┌──

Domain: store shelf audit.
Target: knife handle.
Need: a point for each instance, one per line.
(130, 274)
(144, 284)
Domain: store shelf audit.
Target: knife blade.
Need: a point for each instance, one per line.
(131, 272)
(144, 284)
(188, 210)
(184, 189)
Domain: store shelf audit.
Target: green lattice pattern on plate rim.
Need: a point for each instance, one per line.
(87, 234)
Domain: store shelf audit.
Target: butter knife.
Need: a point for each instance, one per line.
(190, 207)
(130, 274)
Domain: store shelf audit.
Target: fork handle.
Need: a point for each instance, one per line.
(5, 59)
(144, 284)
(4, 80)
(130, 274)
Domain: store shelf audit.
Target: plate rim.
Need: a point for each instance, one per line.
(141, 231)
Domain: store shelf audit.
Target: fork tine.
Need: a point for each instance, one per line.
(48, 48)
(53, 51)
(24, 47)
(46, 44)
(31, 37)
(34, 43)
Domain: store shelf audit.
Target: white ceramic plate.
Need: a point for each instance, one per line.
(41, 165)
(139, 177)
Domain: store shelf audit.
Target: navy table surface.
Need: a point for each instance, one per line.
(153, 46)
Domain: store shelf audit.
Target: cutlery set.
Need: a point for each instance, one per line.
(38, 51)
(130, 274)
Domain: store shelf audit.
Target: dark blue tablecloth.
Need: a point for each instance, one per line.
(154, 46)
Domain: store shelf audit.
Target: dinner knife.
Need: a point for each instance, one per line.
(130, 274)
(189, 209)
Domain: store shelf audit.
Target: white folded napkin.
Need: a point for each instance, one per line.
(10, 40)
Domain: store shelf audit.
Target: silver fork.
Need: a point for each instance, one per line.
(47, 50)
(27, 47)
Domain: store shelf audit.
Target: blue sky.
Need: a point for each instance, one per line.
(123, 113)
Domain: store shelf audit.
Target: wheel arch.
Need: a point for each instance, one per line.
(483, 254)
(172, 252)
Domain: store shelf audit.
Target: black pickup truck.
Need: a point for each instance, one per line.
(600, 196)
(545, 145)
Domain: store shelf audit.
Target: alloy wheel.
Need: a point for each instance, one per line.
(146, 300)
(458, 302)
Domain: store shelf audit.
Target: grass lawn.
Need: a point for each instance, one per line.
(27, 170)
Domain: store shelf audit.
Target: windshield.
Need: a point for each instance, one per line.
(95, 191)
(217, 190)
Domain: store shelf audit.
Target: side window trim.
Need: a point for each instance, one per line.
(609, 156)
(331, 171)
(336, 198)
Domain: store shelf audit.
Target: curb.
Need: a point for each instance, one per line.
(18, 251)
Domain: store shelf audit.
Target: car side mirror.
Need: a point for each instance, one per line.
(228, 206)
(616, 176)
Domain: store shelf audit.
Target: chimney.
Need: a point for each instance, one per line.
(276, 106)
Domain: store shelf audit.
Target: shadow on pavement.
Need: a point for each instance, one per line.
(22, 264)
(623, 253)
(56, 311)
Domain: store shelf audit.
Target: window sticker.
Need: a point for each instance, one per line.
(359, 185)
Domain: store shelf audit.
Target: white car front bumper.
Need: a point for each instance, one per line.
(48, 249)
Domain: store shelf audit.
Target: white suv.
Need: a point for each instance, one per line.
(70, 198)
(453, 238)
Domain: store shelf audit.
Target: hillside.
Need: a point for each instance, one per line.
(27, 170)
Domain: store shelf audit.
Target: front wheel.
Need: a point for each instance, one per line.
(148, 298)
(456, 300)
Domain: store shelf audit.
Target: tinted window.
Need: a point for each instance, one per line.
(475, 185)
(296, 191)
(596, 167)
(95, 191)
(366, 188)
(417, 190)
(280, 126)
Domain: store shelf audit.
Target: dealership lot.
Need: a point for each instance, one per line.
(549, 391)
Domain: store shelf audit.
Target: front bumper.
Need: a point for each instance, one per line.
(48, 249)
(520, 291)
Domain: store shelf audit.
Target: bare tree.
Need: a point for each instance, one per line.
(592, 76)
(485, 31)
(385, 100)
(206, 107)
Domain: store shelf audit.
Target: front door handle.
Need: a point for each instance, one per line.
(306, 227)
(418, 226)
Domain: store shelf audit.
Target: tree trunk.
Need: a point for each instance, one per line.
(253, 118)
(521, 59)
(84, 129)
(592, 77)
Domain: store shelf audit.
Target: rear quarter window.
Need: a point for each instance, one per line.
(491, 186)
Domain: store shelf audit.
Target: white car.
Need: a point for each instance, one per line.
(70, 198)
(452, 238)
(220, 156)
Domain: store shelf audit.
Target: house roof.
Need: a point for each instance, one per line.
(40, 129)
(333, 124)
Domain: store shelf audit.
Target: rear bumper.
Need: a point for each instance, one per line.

└──

#### SET TASK:
Report every line of the listing that contains the string "handle", copying each one in full.

#### EXERCISE OUTPUT:
Target: knife handle.
Target: fork handle.
Target: front door handle.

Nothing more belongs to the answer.